= Beginning of Section =

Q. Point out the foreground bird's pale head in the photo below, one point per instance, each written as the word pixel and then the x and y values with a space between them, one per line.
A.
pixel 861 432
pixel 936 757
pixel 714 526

= End of Section =

> **WORK ITEM**: In full and without alteration, write out the data above.

> **TASK RESULT**:
Q. Point out the foreground bird's pale head in the photo below, one point per instance, each written as the word pixel and then the x and y values with a space between them, one per line.
A.
pixel 861 432
pixel 936 757
pixel 714 526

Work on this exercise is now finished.